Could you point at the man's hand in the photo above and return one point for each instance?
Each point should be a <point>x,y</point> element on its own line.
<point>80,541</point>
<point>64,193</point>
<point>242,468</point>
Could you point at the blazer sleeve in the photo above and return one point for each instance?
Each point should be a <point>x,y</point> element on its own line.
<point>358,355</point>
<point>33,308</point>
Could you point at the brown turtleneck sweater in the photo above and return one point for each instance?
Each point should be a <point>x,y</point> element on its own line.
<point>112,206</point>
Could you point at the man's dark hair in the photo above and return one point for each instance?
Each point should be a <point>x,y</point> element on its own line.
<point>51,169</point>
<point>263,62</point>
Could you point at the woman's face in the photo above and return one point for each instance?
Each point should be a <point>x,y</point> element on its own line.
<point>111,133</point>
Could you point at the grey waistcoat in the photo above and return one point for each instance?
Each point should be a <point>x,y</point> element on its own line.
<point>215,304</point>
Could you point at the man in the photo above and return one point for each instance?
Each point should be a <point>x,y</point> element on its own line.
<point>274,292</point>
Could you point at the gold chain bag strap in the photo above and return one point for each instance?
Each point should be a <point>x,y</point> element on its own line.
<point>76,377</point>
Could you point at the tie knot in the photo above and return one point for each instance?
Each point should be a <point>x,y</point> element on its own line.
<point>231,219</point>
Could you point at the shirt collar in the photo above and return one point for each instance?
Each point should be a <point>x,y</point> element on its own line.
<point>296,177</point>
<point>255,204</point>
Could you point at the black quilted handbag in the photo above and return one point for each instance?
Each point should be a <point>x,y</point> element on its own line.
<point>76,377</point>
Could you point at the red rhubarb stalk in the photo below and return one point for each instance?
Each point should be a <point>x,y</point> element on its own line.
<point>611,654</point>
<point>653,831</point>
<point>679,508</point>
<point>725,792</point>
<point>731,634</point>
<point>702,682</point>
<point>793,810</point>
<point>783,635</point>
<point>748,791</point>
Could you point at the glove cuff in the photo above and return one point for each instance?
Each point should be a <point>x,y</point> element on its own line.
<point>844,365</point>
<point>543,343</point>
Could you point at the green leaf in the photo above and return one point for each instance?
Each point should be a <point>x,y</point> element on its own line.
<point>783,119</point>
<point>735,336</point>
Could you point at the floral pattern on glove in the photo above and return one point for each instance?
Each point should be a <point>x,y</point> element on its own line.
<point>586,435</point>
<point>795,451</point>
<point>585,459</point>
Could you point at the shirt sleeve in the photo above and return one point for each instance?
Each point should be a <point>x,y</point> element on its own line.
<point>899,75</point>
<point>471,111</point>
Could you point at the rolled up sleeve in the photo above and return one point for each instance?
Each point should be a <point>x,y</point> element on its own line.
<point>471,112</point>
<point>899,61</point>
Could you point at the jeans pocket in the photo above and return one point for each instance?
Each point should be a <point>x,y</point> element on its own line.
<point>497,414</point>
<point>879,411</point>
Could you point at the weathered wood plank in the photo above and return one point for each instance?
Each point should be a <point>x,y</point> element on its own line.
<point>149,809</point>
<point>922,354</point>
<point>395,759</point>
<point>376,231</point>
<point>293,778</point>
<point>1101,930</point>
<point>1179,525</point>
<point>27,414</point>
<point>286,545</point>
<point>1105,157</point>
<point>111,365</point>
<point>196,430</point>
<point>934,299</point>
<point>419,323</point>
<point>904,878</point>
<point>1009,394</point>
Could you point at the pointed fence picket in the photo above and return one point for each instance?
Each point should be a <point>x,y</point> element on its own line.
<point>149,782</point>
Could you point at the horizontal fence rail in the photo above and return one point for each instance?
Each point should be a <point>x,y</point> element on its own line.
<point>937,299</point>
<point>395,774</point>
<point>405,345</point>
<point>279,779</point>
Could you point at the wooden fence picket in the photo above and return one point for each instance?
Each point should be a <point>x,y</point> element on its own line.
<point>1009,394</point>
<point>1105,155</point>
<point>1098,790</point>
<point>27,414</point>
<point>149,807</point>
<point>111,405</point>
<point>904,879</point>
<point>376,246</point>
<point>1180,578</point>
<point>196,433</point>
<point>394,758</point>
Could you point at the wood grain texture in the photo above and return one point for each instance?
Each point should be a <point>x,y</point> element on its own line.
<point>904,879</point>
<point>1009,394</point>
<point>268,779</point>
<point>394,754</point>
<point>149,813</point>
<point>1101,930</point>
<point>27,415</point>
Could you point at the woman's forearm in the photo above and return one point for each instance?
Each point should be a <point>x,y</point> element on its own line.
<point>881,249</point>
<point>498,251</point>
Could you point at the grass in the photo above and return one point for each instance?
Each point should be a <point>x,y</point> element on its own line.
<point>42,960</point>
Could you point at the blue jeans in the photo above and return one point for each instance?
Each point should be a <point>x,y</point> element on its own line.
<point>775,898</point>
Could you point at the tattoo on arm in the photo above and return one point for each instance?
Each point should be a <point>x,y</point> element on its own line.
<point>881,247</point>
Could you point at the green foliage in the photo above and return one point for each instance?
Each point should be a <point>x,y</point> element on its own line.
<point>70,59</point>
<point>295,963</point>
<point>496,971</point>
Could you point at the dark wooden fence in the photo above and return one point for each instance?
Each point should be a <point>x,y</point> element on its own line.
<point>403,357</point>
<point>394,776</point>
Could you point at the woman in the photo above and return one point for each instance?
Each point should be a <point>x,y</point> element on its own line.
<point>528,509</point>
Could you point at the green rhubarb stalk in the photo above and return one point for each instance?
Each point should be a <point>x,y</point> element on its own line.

| Task goal |
Would you please copy out every line of the data exactly?

| Solved exercise |
Could you point at the man's hand in the photo above and return one point for each instance?
Each point should be a <point>x,y</point> element on its own line.
<point>80,541</point>
<point>64,193</point>
<point>242,468</point>
Could you point at the blazer sleeve in the photo above and return one point for each instance?
Each point should be a <point>x,y</point> element on its own line.
<point>358,355</point>
<point>33,308</point>
Could you point at the brown turtleneck sweater in the photo above and return one point for each instance?
Each point should be a <point>x,y</point> element on its own line.
<point>112,206</point>
Could you point at the man's dark hair in the photo above and return one point for each instance?
Each point should be a <point>x,y</point> element on its own line.
<point>51,169</point>
<point>263,62</point>
Could you point at the woman's face in the photo above and return one point for each instance?
Each point should be a <point>x,y</point> element on its own line.
<point>111,133</point>
Could you point at the grey waistcoat in the photo above and return one point for each instance?
Each point should be a <point>x,y</point> element on its own line.
<point>215,304</point>
Could you point at the man in the photo above and return one point for each instance?
Each point should be a <point>x,y</point> element on its own line.
<point>274,292</point>
Could you point at the gold chain bag strap in the photo above and return one point for each instance?
Each point should be a <point>x,y</point> element on its own line.
<point>76,377</point>
Could you point at the tie knot in the photo above and return one point for each instance?
Each point should be a <point>x,y</point> element on its own line.
<point>231,219</point>
Could you point at the shirt collar in the photo above and return one point for each instance?
Each point should be a <point>x,y</point> element on its own line.
<point>296,177</point>
<point>255,204</point>
Could you point at the black quilted handbag in the photo above and return one point for each instance?
Each point should be a <point>x,y</point> element on its own line.
<point>76,377</point>
Could you point at the red rhubarb stalk in the photo below and return one point for each instance?
Each point should be a <point>x,y</point> element on its own line.
<point>611,654</point>
<point>653,831</point>
<point>679,508</point>
<point>725,792</point>
<point>731,634</point>
<point>702,682</point>
<point>793,810</point>
<point>783,635</point>
<point>748,791</point>
Could you point at the glove cuff in the photo above and return one point for each instance?
Each point should be a <point>x,y</point> element on its own line.
<point>844,365</point>
<point>543,343</point>
Could you point at the green leaf in the photo above and return one point for each instance?
Each point should be a <point>x,y</point> element on its own line.
<point>783,119</point>
<point>735,336</point>
Could you point at the floral pattern on glove in the photo above and return one point for each instance?
Each point should be a <point>x,y</point> element on its own line.
<point>586,435</point>
<point>795,451</point>
<point>585,459</point>
Could you point at the shirt sleeve in the photo above and return one point for each instance?
Each point should be a <point>x,y</point> element on its own line.
<point>899,75</point>
<point>471,111</point>
Could you point at the rolled up sleeve in the photo above and return one point for each instance?
Each point should be a <point>x,y</point> element on its own line.
<point>471,112</point>
<point>899,61</point>
Could you point at the jeans pocket in the photo above and return one point for each instance?
Each point should be a <point>x,y</point> element on its own line.
<point>497,414</point>
<point>879,411</point>
Could you point at the weathered wood plank in the photo above and return one point for each instance?
Each point should be a <point>x,y</point> element on its own line.
<point>149,809</point>
<point>922,354</point>
<point>395,759</point>
<point>376,231</point>
<point>293,778</point>
<point>1101,930</point>
<point>1179,525</point>
<point>27,414</point>
<point>286,545</point>
<point>1105,157</point>
<point>111,365</point>
<point>196,430</point>
<point>934,299</point>
<point>419,323</point>
<point>904,878</point>
<point>1009,394</point>
Could you point at the pointed fence picket in the photo above and return one point for each instance?
Each point should be a <point>x,y</point> element on its own line.
<point>149,782</point>
Could you point at the horizontal fence rail in the photo above and return one point for each instance?
Each point should be a <point>x,y</point> element on its own line.
<point>937,299</point>
<point>395,774</point>
<point>405,345</point>
<point>279,779</point>
Could you point at the wooden fence picket in the photo above and return one point for each instance?
Each point should be a <point>x,y</point> element on its own line.
<point>1009,394</point>
<point>1105,155</point>
<point>1098,790</point>
<point>27,414</point>
<point>149,807</point>
<point>111,405</point>
<point>904,879</point>
<point>376,246</point>
<point>1180,578</point>
<point>196,433</point>
<point>394,758</point>
Could you point at the wood grain texture in the photo above and return one point for each instance?
Each point should be a <point>x,y</point> element on its own line.
<point>904,879</point>
<point>1009,394</point>
<point>268,779</point>
<point>394,754</point>
<point>149,813</point>
<point>1101,930</point>
<point>27,415</point>
Could you point at the woman's forearm in the photo above and return one point for each instance?
Each point should be a <point>x,y</point> element on its own line.
<point>881,249</point>
<point>498,251</point>
Could you point at the grass in the photo above and return one point for each instance?
Each point should be a <point>x,y</point> element on its own line.
<point>42,960</point>
Could you point at the blue jeans in the photo above and return one point for each instance?
Each point should be a <point>x,y</point> element on its own line.
<point>775,898</point>
Could you point at the tattoo on arm in the photo above and return one point for each instance?
Each point should be a <point>x,y</point> element on its own line.
<point>881,247</point>
Could you point at the green foliage in the photo above and return one point for each instance?
Each point should be a <point>x,y</point> element on its own line.
<point>70,59</point>
<point>295,963</point>
<point>496,971</point>
Could you point at the dark wooden fence in the photo above and return one point for each instance?
Each point should be a <point>x,y</point> element on its own line.
<point>403,357</point>
<point>394,776</point>
Could you point at the woman in the photo above and return one point for each instance?
Each point should be a <point>x,y</point> element on its own line.
<point>528,509</point>
Could you point at the green rhubarb stalk in the photo above and return one point for each instance?
Each point should be a <point>x,y</point> element on its own line.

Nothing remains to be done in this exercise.